Looked up factory spec sheet. 
Nominal Voltage 1.2 Volts (per cell) Charging Voltage 1.65 Volts (per cell) 

So it looks like the charge controller will need to put out 66v to handle a 40 cell "48"v battery. In the custom battery section my Conext 80-600 controller only goes up to 64v in absorb when set for a 48v bank. Different controllers may be able to handle higher voltage.

I'm just glad the days are getting longer. It's only in the last few 2 weeks that I'm seeing a decent float time and SGs are getting where I want them (1.268+).


----------



## quinnbrian (Mar 6, 2014)

Good point, John, I'll have to take a look at my Magnum inverter (model 4448) to see if I can set that high.


----------



## quinnbrian (Mar 6, 2014)

Just looked it up , and I'm good to go, max volts input , on my inverter is 68VDC, so I would have a little wiggle room. things are looking up.


----------



## Orphwitz (Sep 4, 2017)

Very cool! I was not familiar with NiFe batteries this morning! I am allured by the promise of an 85 year shelf-life. That would make storage of a lifetime's worth of batteries feasible.


----------



## 8301 (Nov 29, 2014)

Orphwitz said:


> Very cool! I was not familiar with NiFe batteries this morning! I am allured by the promise of an 85 year shelf-life. That would make storage of a lifetime's worth of batteries feasible.


Very expensive and maintance intensive.


----------



## Orphwitz (Sep 4, 2017)

If Edison's website is correct regarding the electrolyte cycling schedule; that burdens these systems a level of maintenance comparably difficult to replacing whole battery banks in the same amount of time. Furthermore; fewer replacements would be better environmentally as it reduces wasted product.

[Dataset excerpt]

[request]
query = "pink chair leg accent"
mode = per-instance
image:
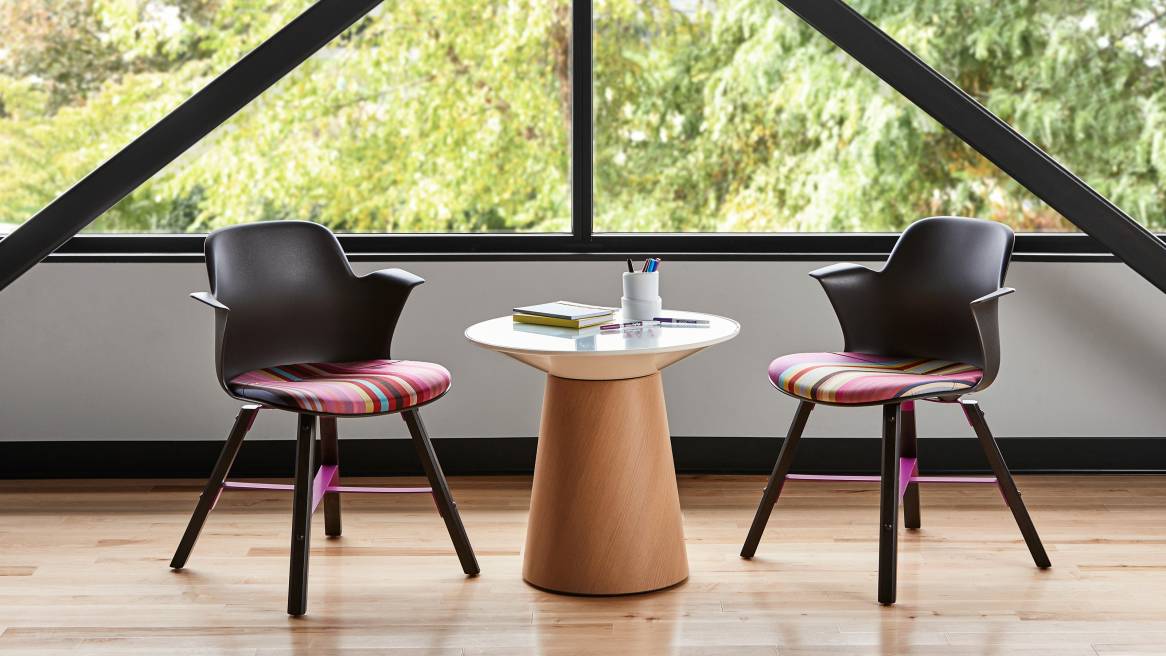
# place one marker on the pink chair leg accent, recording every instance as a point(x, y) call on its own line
point(907, 474)
point(324, 479)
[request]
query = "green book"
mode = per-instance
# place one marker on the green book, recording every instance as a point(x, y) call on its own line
point(587, 322)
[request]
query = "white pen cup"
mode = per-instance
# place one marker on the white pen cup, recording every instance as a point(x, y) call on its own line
point(641, 296)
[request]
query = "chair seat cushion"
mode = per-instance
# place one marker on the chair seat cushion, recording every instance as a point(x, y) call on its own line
point(862, 378)
point(366, 387)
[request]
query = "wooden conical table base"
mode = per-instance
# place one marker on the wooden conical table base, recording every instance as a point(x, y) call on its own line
point(604, 510)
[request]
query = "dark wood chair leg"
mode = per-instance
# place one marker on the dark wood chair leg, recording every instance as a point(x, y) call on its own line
point(301, 515)
point(910, 449)
point(777, 480)
point(330, 455)
point(975, 415)
point(213, 487)
point(889, 506)
point(442, 496)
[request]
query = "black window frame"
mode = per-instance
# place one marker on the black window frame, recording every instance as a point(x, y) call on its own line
point(583, 242)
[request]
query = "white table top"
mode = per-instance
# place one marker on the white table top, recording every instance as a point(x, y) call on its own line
point(595, 354)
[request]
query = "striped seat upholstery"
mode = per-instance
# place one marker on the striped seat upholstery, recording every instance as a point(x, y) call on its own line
point(367, 387)
point(861, 378)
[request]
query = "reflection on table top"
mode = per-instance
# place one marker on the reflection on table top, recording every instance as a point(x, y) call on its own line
point(504, 334)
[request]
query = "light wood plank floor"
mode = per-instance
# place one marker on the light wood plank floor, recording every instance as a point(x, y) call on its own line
point(83, 570)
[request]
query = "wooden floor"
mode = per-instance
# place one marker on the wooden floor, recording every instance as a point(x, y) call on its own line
point(83, 570)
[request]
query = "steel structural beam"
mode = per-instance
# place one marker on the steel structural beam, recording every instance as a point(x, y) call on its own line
point(988, 134)
point(180, 129)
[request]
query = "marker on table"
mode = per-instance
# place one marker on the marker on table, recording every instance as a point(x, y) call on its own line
point(629, 324)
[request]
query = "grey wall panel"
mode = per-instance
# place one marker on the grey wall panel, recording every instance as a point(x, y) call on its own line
point(104, 351)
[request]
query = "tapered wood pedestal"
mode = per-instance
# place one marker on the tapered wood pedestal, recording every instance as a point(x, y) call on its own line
point(604, 510)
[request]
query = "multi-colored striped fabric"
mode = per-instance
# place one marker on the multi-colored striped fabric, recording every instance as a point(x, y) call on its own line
point(366, 387)
point(861, 378)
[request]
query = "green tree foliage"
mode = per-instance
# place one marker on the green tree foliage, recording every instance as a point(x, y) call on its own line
point(454, 115)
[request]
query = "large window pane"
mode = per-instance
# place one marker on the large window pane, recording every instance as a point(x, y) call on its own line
point(735, 115)
point(1083, 80)
point(448, 115)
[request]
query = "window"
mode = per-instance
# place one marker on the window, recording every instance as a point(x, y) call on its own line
point(437, 117)
point(1083, 80)
point(738, 117)
point(449, 115)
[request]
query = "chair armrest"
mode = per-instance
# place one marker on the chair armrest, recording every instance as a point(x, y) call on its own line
point(850, 289)
point(393, 279)
point(987, 314)
point(208, 298)
point(841, 270)
point(385, 294)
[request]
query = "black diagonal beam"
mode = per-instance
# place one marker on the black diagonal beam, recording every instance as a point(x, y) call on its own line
point(174, 134)
point(988, 134)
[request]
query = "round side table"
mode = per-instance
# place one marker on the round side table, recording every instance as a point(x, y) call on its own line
point(604, 509)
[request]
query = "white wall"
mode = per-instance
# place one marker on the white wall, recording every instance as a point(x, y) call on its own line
point(119, 352)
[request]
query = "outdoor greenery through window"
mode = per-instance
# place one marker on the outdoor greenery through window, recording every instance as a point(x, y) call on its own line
point(727, 115)
point(426, 117)
point(455, 115)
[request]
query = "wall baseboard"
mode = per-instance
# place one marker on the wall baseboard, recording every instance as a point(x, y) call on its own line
point(515, 456)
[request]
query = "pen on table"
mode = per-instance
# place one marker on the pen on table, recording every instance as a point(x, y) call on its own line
point(685, 322)
point(629, 324)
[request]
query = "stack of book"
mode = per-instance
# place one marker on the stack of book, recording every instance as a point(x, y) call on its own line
point(563, 314)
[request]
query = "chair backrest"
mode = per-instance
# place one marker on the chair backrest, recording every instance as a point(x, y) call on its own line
point(292, 297)
point(936, 269)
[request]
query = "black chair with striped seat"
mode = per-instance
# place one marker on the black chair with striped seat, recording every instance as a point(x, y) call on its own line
point(296, 330)
point(921, 329)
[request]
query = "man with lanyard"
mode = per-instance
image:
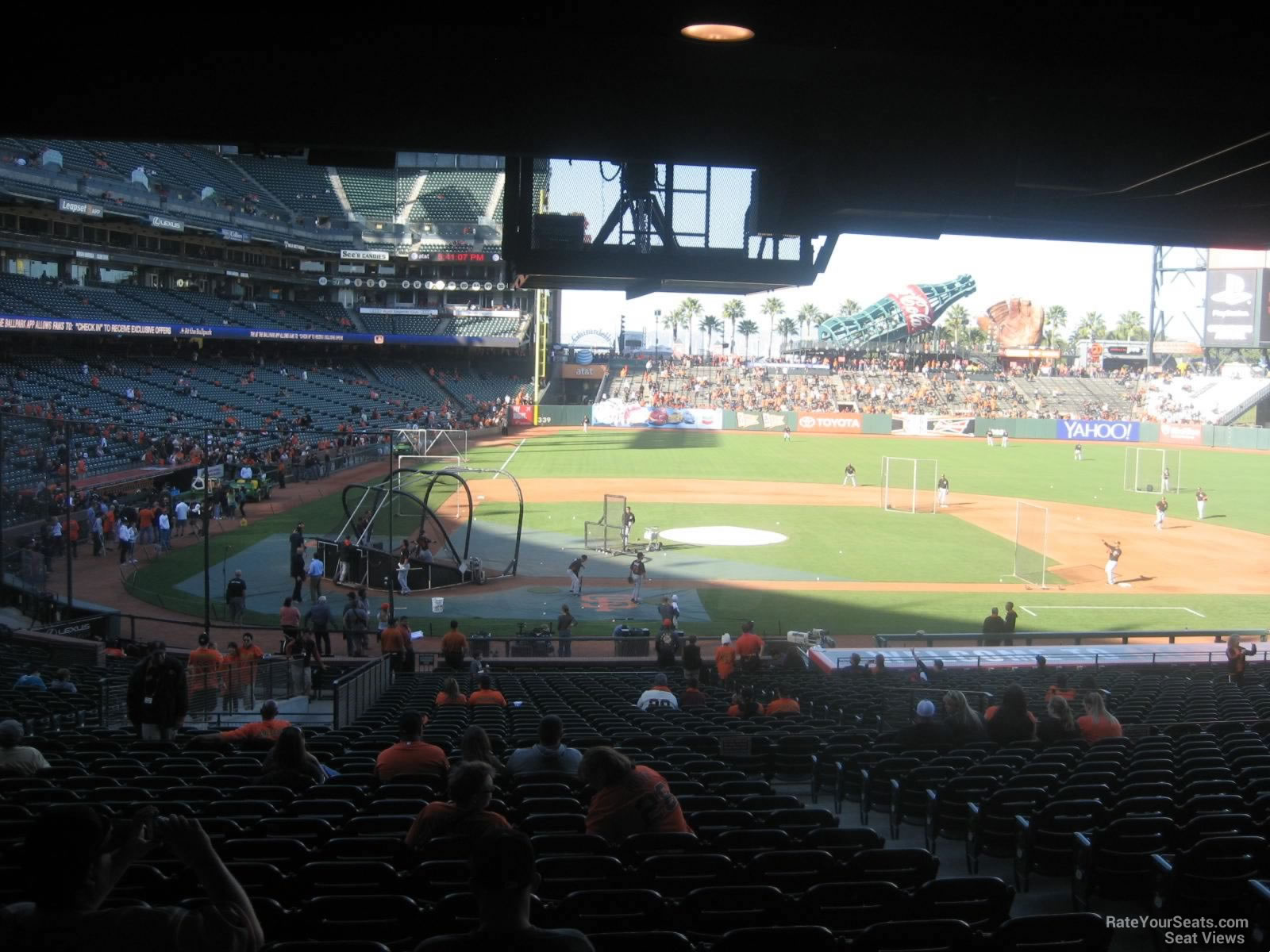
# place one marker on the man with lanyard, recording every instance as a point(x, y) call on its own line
point(638, 574)
point(575, 568)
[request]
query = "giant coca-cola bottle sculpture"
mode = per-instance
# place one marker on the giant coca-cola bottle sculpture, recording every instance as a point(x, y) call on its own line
point(897, 317)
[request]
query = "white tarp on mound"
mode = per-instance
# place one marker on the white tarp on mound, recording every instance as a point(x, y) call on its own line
point(723, 536)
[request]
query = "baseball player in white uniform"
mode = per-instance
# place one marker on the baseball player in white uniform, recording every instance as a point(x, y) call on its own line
point(1113, 559)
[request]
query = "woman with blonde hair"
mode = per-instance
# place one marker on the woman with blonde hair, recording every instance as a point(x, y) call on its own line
point(1098, 721)
point(450, 693)
point(1236, 658)
point(1058, 724)
point(963, 723)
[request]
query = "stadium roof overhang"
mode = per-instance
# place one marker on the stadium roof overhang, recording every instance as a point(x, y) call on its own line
point(1110, 122)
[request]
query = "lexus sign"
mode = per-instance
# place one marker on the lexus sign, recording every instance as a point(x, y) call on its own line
point(831, 423)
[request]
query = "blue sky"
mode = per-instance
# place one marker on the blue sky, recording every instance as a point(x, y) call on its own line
point(1079, 276)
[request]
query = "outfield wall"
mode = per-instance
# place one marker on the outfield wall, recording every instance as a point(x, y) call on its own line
point(882, 424)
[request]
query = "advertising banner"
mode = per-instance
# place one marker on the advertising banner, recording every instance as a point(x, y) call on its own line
point(618, 413)
point(756, 420)
point(1191, 435)
point(1099, 431)
point(1231, 308)
point(831, 423)
point(48, 325)
point(582, 371)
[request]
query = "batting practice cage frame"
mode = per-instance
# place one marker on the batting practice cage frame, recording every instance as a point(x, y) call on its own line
point(903, 480)
point(1145, 470)
point(606, 535)
point(1032, 532)
point(375, 564)
point(429, 442)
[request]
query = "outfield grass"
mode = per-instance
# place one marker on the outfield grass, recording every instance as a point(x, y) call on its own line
point(959, 552)
point(852, 543)
point(1236, 482)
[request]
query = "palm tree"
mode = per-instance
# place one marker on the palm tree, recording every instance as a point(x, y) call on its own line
point(808, 317)
point(1056, 319)
point(675, 321)
point(734, 311)
point(710, 324)
point(787, 328)
point(692, 310)
point(747, 328)
point(772, 309)
point(1091, 327)
point(956, 321)
point(1130, 327)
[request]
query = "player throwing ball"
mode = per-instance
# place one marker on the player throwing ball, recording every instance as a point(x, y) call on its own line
point(1113, 559)
point(575, 568)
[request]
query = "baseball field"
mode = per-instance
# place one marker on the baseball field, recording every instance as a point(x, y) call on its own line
point(759, 527)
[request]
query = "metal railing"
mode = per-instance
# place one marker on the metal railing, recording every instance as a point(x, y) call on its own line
point(357, 691)
point(1073, 638)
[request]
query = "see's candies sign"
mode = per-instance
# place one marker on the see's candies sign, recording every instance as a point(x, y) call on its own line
point(831, 423)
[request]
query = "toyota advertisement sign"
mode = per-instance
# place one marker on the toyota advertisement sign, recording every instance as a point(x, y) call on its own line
point(831, 423)
point(1233, 306)
point(1099, 431)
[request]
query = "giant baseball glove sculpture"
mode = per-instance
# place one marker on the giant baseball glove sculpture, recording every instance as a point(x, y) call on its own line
point(1014, 323)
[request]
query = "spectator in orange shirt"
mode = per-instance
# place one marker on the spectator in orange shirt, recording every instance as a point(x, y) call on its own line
point(410, 754)
point(784, 704)
point(450, 693)
point(725, 659)
point(749, 647)
point(692, 696)
point(743, 704)
point(454, 647)
point(202, 676)
point(487, 695)
point(471, 787)
point(629, 799)
point(146, 522)
point(267, 729)
point(1098, 721)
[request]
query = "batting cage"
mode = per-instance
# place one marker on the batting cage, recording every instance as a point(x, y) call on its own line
point(422, 524)
point(1145, 470)
point(1032, 531)
point(606, 533)
point(908, 486)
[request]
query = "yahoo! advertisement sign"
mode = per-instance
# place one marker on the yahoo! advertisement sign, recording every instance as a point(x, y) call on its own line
point(1099, 431)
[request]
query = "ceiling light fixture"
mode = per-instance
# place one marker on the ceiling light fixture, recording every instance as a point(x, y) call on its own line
point(718, 32)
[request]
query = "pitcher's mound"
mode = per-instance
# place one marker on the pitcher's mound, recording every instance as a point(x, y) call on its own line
point(723, 536)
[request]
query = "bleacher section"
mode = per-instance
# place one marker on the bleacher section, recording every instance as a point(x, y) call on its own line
point(1195, 399)
point(791, 816)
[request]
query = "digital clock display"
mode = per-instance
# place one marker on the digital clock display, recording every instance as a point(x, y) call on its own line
point(460, 257)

WRITTEN PROBLEM: Copy the forum thread about NiFe battery voltages above in full, word for word.

RESPONSE FOR THIS EXERCISE:
Looked up factory spec sheet. 
Nominal Voltage 1.2 Volts (per cell) Charging Voltage 1.65 Volts (per cell) 

So it looks like the charge controller will need to put out 66v to handle a 40 cell "48"v battery. In the custom battery section my Conext 80-600 controller only goes up to 64v in absorb when set for a 48v bank. Different controllers may be able to handle higher voltage.

I'm just glad the days are getting longer. It's only in the last few 2 weeks that I'm seeing a decent float time and SGs are getting where I want them (1.268+).


----------



## quinnbrian (Mar 6, 2014)

Good point, John, I'll have to take a look at my Magnum inverter (model 4448) to see if I can set that high.


----------



## quinnbrian (Mar 6, 2014)

Just looked it up , and I'm good to go, max volts input , on my inverter is 68VDC, so I would have a little wiggle room. things are looking up.


----------



## Orphwitz (Sep 4, 2017)

Very cool! I was not familiar with NiFe batteries this morning! I am allured by the promise of an 85 year shelf-life. That would make storage of a lifetime's worth of batteries feasible.


----------



## 8301 (Nov 29, 2014)

Orphwitz said:


> Very cool! I was not familiar with NiFe batteries this morning! I am allured by the promise of an 85 year shelf-life. That would make storage of a lifetime's worth of batteries feasible.


Very expensive and maintance intensive.


----------



## Orphwitz (Sep 4, 2017)

If Edison's website is correct regarding the electrolyte cycling schedule; that burdens these systems a level of maintenance comparably difficult to replacing whole battery banks in the same amount of time. Furthermore; fewer replacements would be better environmentally as it reduces wasted product.